Does each statement agree with the verification gate table below? (a) The Browser plugin was available for checking the served data. (b) The generated docs check passed. (c) A pull request was created for this fix. For each, answer yes or no and quote the words of the table that decide it.

**Reading passage**

········

Gate	Applies	Required action	Evidence
Named verification threshold	yes	Prove shared runtime group exists	data assertion recorded below
Bug reproduced before fix	yes	Show separate single-library groups	pre-fix data had separate `lexical-runtime-adapter` and `prosemirror-runtime-adapter` groups
Targeted behavior verification	yes	Run generated data assertion	`runtime-adapter-compare` has 7 rows and both runtime libraries
TypeScript or typed config changed	no	N/A	JS renderer only
Package exports or file layout changed	no	N/A	no exports/layout change
Package manifests, lockfile, or install graph changed	no	N/A	no package metadata change in this slice
Agent rules or skills changed	no	N/A	no agent surfaces
Workspace authority proof	yes	Run verification in owning package	commands run from `/Users/zbeyens/git/plate-2/benchmarks/editor`
Browser surface changed	yes	Verify served data or browser proof caveat	served `rich-text-data.json` returns `200` and includes `runtime-adapter-compare`; Browser plugin unavailable
Browser final proof	yes	Record caveat	static HTML shell fetches JSON, so string exists in data file, not HTML source
CI-controlled template output changed	no	N/A	no templates
Package behavior or public API changed	no	N/A	no published package/API
Registry-only component work changed	no	N/A	no registry component
Docs or content changed	yes	Verify generated docs	`npm run docs:perf:check` passed
High-risk mini gate	no	N/A	no public API/runtime behavior change
Agent-native review for agent/tooling changes	no	N/A	no agent/tooling change
Local install corruption suspected	no	N/A	no env-rot signal
Autoreview for non-trivial implementation changes	no	N/A	narrow renderer grouping fix
PR create or update	no	N/A	no PR requested
PR proof image hosting	no	N/A	no PR
Tracker sync-back	no	N/A	no tracker
Final handoff contract	yes	Fill final handoff fields	see below
Final lint	yes	Run scoped equivalent	`pnpm exec biome check ... --fix` passed
Goal plan complete	yes	Run `node .agents/rules/autogoal/scripts/check-complete.mjs docs/plans/2026-05-28-show-runtime-adapter-comparison.md`	recorded below

Phase / pass table:

Phase	Status	Evidence	Next
Intake and source read	complete	renderer and generated data inspected	implementation
Implementation	complete	runtime adapter categories remapped to one comparison group	verification
Verification	complete	docs check, data assertion, served JSON smoke	closeout
PR / tracker sync	complete	N/A, no PR/tracker requested	final response
Closeout	complete	goal plan completed	final response

Findings:

Lexical rows existed, but the renderer grouped by source category. Because Lexical and ProseMirror used different categories, the dashboard showed two single-library sections instead of a comparison.

········

**Given records**

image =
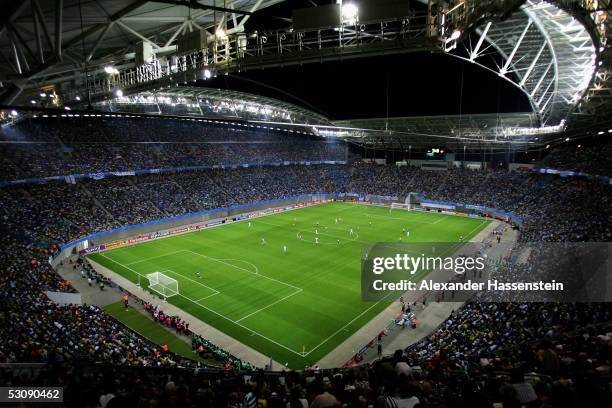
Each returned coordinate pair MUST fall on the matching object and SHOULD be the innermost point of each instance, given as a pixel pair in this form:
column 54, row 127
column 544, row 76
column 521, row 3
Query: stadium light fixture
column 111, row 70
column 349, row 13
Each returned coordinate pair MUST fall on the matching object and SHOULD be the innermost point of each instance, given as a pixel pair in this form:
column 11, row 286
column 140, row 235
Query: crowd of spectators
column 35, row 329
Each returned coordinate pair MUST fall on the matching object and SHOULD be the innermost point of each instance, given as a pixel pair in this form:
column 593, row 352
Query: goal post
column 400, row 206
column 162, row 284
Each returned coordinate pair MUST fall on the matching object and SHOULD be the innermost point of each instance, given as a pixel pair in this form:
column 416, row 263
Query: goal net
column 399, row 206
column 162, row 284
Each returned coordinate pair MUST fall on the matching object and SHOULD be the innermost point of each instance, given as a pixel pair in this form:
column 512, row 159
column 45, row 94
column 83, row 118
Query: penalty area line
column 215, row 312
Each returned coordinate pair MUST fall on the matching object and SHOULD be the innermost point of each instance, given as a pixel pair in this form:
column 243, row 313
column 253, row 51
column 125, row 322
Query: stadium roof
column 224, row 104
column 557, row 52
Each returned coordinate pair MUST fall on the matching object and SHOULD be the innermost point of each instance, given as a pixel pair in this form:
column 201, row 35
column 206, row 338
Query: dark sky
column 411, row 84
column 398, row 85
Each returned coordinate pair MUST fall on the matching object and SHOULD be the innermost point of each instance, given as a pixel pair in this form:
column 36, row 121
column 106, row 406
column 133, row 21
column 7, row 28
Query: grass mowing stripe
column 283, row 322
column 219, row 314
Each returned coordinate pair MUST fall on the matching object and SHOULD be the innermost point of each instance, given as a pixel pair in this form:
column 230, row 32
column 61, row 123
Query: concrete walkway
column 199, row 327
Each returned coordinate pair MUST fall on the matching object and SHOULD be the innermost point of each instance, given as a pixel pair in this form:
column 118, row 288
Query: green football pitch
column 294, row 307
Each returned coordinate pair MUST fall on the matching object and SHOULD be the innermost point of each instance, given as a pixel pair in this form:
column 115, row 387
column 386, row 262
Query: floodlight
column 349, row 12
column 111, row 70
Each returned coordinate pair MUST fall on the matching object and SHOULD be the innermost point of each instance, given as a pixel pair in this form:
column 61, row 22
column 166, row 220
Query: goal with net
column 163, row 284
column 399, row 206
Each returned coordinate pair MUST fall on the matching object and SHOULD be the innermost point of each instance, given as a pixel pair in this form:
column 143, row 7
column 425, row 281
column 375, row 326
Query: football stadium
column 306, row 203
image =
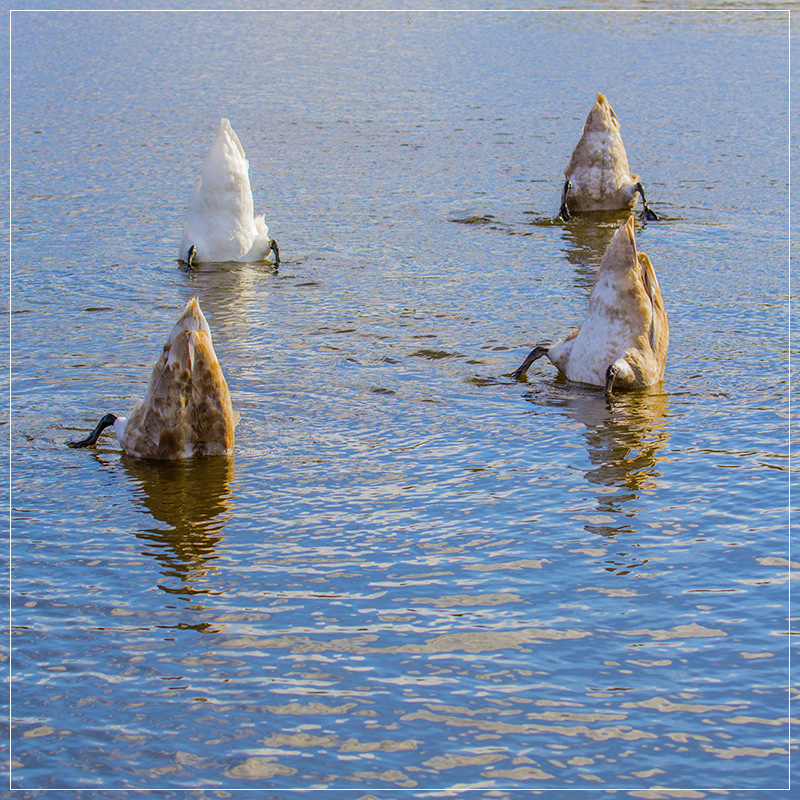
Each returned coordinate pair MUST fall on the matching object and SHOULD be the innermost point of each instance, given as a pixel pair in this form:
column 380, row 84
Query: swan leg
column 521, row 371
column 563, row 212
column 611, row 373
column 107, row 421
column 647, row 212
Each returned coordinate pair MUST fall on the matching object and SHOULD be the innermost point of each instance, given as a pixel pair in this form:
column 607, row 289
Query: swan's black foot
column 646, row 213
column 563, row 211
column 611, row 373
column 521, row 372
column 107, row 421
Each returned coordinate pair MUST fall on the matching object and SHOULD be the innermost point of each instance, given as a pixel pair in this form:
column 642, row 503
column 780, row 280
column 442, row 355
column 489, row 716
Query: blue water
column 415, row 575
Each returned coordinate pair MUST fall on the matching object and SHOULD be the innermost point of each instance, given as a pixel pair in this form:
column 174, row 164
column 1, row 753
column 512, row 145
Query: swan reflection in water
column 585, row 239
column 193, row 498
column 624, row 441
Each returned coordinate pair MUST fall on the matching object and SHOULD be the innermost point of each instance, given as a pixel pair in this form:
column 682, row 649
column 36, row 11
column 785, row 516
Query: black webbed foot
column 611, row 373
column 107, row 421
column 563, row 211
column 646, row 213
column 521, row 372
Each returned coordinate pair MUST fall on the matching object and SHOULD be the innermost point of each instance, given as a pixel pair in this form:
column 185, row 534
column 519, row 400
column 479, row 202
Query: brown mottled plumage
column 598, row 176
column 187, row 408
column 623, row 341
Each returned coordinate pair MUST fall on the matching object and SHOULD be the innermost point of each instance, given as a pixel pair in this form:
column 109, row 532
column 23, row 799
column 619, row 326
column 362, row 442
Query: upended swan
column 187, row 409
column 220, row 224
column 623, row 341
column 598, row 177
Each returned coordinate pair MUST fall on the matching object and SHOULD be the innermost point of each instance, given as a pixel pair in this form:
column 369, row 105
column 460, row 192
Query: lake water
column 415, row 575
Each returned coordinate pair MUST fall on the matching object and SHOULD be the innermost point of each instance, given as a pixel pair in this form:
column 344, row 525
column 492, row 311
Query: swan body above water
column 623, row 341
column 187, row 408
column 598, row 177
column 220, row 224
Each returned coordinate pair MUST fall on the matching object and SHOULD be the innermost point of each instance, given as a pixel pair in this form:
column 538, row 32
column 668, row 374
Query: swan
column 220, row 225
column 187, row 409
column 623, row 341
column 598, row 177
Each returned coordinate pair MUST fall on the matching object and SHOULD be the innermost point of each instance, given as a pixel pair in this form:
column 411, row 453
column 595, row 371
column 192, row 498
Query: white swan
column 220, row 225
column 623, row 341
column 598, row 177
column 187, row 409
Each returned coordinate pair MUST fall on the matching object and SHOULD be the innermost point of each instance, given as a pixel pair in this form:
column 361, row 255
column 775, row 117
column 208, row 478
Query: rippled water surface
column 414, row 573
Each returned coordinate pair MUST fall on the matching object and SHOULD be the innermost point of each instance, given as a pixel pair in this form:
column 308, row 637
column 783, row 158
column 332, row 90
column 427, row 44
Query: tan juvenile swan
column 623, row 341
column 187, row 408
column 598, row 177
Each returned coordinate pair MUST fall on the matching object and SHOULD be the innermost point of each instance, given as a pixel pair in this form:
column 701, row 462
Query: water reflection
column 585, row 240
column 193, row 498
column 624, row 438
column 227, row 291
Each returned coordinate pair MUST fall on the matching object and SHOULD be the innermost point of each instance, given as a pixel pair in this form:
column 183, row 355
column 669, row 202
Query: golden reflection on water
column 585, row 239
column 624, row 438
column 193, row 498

········

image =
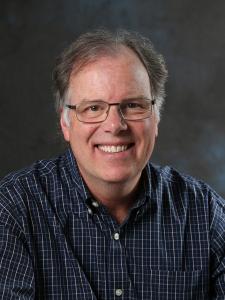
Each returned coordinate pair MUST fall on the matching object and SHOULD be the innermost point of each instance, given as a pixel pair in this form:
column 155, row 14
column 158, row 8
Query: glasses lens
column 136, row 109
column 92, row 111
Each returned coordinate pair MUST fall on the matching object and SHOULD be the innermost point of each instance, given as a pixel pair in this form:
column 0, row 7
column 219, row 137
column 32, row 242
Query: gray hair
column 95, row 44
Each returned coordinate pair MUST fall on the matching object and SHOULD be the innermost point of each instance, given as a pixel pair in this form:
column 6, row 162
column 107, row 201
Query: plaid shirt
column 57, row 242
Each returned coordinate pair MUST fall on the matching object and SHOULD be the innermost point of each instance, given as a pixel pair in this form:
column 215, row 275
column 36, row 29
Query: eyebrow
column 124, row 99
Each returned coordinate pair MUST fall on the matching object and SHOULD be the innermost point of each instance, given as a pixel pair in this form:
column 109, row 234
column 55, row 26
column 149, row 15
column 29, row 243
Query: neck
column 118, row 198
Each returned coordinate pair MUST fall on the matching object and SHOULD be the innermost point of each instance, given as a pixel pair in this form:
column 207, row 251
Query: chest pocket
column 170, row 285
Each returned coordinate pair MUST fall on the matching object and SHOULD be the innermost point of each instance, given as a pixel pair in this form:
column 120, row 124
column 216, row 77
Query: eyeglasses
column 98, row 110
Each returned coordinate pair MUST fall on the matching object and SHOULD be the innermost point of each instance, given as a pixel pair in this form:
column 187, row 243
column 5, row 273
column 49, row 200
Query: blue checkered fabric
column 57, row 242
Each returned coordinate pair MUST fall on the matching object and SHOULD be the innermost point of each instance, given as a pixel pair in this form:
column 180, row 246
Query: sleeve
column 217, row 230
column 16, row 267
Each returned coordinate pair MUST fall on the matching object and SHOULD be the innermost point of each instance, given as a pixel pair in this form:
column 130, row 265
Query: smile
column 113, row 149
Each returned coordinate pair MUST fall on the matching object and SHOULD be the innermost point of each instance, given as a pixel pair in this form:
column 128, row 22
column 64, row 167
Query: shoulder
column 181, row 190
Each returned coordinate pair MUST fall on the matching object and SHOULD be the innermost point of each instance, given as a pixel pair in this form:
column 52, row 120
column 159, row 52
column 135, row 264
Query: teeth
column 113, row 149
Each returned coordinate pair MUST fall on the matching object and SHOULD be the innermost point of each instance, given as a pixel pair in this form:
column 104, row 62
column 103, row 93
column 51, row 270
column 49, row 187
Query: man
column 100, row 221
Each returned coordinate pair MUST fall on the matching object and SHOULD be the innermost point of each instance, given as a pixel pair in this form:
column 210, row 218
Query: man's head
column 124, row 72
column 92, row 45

········

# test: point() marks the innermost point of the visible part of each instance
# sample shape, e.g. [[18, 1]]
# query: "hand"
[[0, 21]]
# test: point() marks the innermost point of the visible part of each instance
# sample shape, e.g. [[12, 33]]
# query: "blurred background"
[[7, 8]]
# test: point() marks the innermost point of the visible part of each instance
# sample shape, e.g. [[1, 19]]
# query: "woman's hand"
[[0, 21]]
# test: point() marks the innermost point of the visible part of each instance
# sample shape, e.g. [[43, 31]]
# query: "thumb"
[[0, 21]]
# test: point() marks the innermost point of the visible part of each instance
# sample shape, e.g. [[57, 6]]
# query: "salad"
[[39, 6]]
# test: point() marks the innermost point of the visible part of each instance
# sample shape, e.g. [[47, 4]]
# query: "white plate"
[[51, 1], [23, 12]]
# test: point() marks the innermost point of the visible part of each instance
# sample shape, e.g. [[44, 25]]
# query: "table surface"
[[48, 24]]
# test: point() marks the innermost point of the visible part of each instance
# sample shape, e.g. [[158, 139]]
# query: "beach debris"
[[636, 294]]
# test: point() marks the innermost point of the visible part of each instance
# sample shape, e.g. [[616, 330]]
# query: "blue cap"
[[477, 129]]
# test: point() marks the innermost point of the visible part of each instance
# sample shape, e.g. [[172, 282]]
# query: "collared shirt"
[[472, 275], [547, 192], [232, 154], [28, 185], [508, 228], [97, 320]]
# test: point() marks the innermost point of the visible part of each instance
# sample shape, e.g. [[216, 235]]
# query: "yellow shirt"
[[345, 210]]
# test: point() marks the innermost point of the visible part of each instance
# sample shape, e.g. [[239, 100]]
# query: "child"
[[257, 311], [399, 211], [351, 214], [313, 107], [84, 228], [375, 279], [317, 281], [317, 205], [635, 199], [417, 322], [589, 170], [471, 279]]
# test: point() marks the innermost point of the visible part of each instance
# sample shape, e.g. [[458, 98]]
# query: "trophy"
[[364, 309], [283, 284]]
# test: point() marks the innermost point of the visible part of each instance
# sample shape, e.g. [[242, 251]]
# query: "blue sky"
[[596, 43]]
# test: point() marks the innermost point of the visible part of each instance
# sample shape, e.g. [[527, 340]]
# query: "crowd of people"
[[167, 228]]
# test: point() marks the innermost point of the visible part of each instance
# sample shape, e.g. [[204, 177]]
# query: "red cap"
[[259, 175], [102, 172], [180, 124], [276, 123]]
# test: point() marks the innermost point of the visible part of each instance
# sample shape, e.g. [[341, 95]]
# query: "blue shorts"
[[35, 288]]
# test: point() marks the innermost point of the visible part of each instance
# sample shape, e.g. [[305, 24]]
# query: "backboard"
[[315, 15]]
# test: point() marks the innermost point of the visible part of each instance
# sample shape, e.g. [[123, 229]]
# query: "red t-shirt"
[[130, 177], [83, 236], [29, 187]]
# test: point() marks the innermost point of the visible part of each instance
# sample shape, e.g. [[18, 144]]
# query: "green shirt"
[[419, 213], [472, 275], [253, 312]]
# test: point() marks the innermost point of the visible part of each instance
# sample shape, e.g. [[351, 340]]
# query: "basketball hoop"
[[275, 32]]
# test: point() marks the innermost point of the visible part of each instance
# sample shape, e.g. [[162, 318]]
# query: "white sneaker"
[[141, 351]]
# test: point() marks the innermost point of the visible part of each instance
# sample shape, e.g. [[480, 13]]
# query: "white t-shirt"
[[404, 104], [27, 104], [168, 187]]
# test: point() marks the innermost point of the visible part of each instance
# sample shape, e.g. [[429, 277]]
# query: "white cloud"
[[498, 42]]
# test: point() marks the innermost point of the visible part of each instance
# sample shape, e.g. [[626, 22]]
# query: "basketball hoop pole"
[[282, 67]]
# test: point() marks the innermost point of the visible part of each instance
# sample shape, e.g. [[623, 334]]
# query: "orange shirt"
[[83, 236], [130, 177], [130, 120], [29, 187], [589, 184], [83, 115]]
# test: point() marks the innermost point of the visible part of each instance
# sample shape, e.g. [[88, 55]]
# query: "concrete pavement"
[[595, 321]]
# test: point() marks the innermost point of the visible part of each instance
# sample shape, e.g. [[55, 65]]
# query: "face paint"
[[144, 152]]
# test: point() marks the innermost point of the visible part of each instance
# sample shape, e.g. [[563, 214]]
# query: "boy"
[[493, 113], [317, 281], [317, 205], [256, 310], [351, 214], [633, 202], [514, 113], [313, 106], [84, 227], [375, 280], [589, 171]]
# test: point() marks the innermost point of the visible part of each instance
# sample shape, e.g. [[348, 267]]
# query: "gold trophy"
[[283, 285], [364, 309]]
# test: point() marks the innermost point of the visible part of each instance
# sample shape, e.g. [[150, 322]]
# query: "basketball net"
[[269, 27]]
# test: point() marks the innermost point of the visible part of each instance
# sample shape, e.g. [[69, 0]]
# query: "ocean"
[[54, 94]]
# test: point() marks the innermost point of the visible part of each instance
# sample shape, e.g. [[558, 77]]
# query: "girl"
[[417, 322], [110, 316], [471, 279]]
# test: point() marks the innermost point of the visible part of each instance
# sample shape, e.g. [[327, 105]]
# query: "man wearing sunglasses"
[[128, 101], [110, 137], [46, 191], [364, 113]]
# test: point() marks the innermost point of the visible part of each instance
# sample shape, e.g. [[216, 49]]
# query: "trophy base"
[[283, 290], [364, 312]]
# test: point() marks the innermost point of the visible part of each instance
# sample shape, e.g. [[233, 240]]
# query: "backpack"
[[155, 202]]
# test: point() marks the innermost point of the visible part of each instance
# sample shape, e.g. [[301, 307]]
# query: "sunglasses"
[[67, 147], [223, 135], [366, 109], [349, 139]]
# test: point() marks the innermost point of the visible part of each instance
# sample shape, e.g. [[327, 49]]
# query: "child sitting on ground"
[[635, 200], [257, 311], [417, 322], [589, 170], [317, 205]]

········

**Complete output**
(a) No: "Browser plugin unavailable"
(b) Yes: "`npm run docs:perf:check` passed"
(c) No: "no PR requested"